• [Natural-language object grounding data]
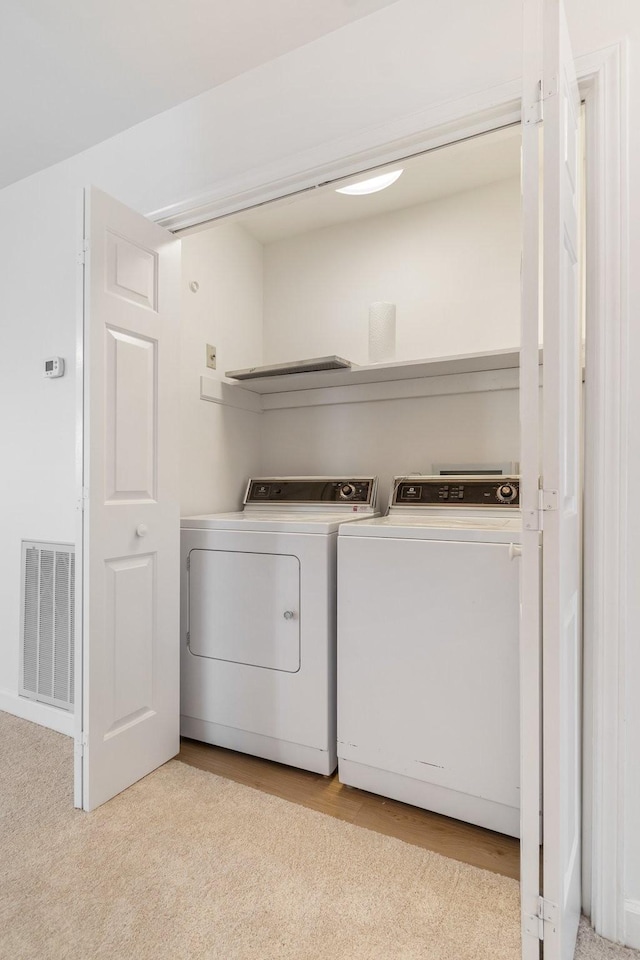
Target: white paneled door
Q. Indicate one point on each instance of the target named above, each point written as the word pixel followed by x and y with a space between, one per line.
pixel 131 515
pixel 551 110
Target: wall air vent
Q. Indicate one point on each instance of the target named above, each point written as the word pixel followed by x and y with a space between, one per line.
pixel 47 619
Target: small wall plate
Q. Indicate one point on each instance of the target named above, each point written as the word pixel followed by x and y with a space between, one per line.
pixel 54 367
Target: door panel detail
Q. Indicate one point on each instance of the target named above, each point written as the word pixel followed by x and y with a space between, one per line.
pixel 131 417
pixel 130 603
pixel 131 271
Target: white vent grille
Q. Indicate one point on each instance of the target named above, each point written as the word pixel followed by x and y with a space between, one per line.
pixel 48 599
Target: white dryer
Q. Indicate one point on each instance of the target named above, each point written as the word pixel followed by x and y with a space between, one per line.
pixel 258 609
pixel 428 649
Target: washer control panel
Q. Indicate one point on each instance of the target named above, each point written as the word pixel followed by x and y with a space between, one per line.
pixel 462 491
pixel 312 490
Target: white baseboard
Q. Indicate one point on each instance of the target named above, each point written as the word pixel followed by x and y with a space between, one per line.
pixel 52 717
pixel 632 923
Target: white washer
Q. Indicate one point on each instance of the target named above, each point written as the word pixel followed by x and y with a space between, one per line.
pixel 428 658
pixel 259 619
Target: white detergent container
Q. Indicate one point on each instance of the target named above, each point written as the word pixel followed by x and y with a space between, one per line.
pixel 428 649
pixel 258 611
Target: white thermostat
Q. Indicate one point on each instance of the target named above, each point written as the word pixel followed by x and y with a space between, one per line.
pixel 54 367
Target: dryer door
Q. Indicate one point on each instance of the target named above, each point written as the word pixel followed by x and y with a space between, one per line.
pixel 244 608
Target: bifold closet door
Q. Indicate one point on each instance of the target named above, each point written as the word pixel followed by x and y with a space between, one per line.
pixel 552 602
pixel 131 522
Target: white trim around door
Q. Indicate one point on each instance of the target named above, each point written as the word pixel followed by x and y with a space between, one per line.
pixel 602 83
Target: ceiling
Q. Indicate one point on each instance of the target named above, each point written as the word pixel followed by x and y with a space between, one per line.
pixel 456 168
pixel 76 72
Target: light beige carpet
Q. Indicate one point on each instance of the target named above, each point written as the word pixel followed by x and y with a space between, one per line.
pixel 188 866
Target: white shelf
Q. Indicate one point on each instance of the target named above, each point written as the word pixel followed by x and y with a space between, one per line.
pixel 466 373
pixel 383 372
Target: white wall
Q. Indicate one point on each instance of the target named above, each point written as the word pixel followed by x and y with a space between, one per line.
pixel 219 444
pixel 452 267
pixel 318 104
pixel 389 437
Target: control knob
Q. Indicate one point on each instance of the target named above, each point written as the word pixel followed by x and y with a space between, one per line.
pixel 507 492
pixel 347 491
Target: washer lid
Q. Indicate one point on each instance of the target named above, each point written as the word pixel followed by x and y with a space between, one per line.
pixel 408 526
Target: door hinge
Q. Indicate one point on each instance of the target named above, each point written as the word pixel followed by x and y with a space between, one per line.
pixel 81 255
pixel 547 913
pixel 533 110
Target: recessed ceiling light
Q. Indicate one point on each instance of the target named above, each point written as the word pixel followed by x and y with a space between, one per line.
pixel 372 185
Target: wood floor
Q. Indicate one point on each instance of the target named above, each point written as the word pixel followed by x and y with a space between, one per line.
pixel 460 841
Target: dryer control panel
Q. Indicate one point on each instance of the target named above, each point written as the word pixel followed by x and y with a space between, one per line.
pixel 316 491
pixel 462 491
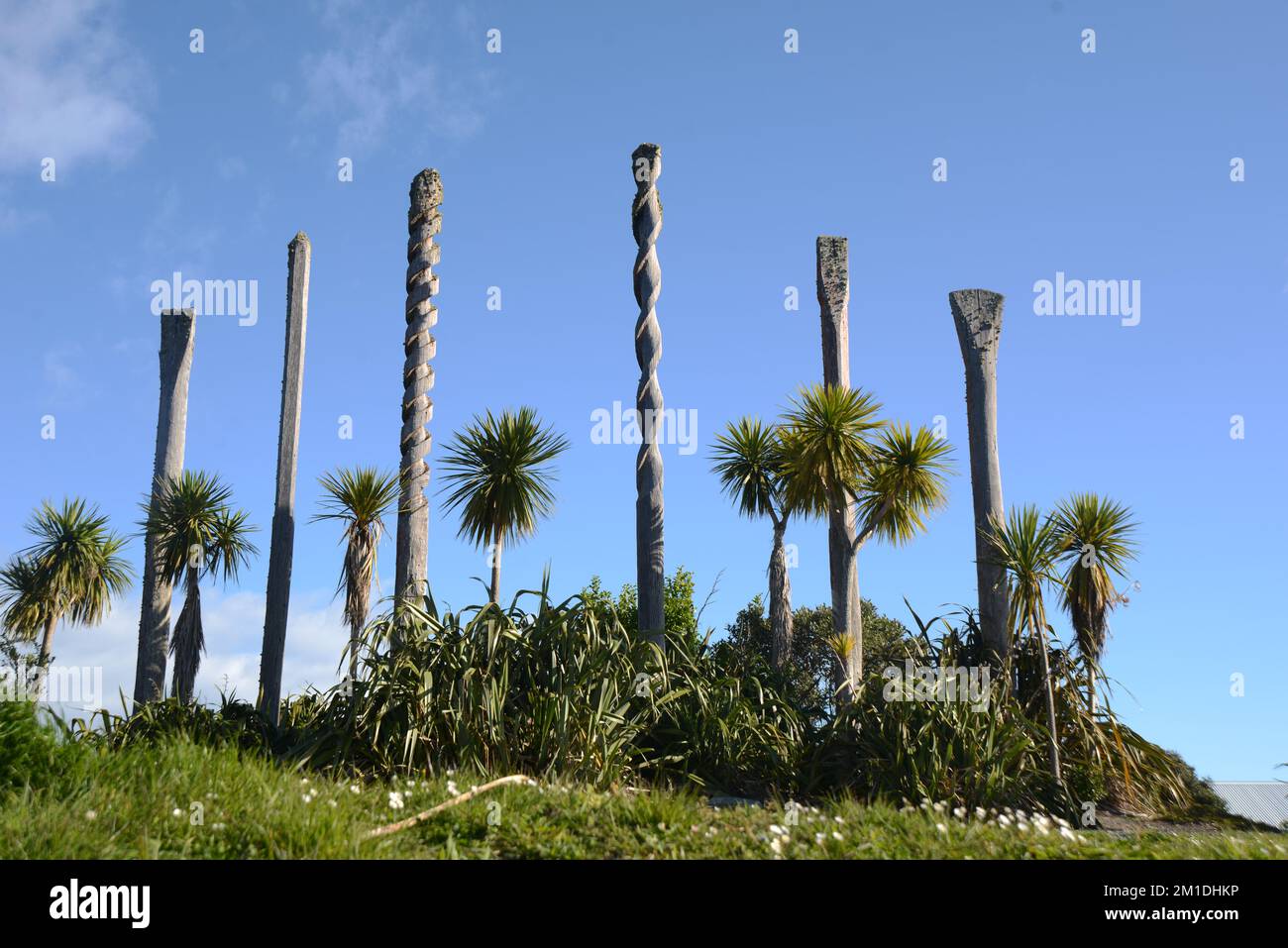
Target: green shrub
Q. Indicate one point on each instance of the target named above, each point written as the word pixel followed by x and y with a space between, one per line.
pixel 31 751
pixel 565 690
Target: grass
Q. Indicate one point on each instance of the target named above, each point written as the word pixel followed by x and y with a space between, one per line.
pixel 184 800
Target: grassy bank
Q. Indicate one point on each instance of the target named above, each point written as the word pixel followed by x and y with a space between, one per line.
pixel 180 800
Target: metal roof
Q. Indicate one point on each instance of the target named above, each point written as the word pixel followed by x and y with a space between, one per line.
pixel 1265 802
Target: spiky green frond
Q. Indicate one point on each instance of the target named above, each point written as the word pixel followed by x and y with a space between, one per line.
pixel 1028 548
pixel 497 475
pixel 73 569
pixel 827 446
pixel 359 497
pixel 24 599
pixel 906 483
pixel 1099 540
pixel 194 526
pixel 748 460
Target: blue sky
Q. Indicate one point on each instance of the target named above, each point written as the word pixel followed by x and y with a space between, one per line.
pixel 1107 165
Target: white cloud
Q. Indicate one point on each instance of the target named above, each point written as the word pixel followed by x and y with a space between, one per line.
pixel 71 88
pixel 233 626
pixel 389 68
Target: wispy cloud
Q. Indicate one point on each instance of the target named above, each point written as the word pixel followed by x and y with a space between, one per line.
pixel 71 88
pixel 393 68
pixel 233 626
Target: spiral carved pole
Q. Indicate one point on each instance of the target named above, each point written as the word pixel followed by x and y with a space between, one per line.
pixel 647 223
pixel 832 258
pixel 417 408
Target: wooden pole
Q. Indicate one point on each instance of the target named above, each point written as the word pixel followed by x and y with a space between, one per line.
pixel 649 563
pixel 299 254
pixel 412 544
pixel 978 316
pixel 178 331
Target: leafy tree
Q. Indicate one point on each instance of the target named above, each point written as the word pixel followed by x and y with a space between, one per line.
pixel 196 533
pixel 807 679
pixel 1028 548
pixel 72 571
pixel 497 474
pixel 682 614
pixel 748 460
pixel 1096 535
pixel 359 498
pixel 841 460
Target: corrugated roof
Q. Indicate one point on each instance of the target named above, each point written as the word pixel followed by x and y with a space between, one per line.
pixel 1265 802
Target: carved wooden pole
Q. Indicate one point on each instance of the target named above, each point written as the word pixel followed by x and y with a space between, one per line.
pixel 299 254
pixel 178 330
pixel 781 622
pixel 647 223
pixel 833 299
pixel 417 408
pixel 978 314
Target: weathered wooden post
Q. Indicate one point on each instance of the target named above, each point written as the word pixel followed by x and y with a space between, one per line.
pixel 178 330
pixel 832 257
pixel 978 314
pixel 412 545
pixel 647 224
pixel 299 254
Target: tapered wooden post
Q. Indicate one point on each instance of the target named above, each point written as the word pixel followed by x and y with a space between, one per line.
pixel 417 408
pixel 978 316
pixel 299 254
pixel 832 256
pixel 178 330
pixel 647 224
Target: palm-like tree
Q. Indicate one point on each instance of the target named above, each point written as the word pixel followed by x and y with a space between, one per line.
pixel 838 454
pixel 748 460
pixel 1098 535
pixel 72 571
pixel 359 498
pixel 1028 546
pixel 196 533
pixel 498 475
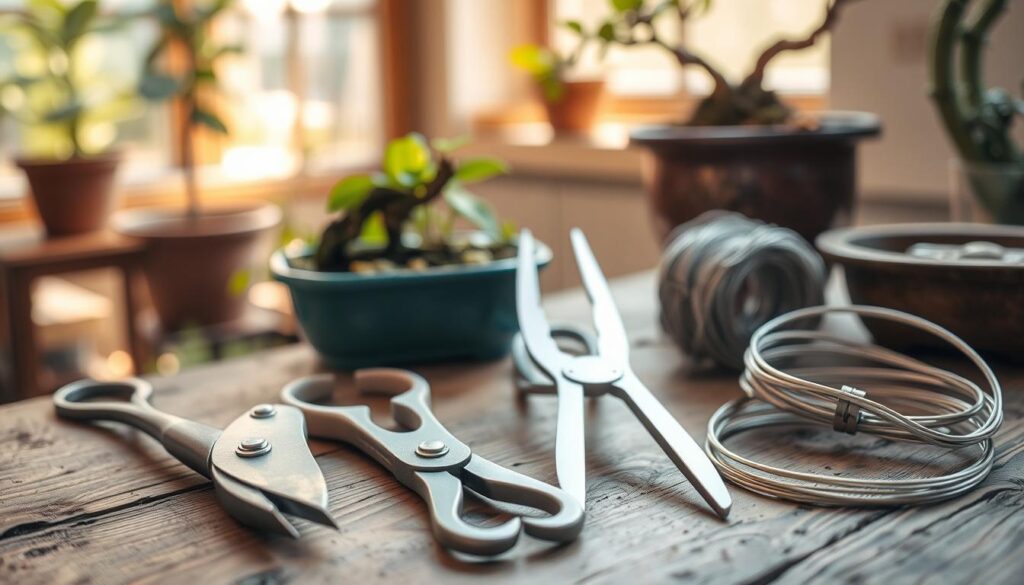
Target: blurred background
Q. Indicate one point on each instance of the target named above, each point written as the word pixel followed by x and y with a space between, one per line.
pixel 311 90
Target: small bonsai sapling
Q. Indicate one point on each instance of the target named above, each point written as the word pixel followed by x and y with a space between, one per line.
pixel 48 90
pixel 549 68
pixel 402 200
pixel 633 23
pixel 185 31
pixel 979 120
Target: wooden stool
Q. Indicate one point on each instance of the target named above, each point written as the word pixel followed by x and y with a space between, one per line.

• [EXERCISE] Looking at the data above, write out exactly the lines that start at the one containing "Target: white washer" and end at the one containing "Target: white detergent container"; include both and nothing beyond.

• [SOLVED PROBLEM]
Target: white washer
Q. Indicate one point on each instance of the target named above, each point written as the word pixel followed by x and y with a space between, one per line.
pixel 428 658
pixel 259 619
Target: white detergent container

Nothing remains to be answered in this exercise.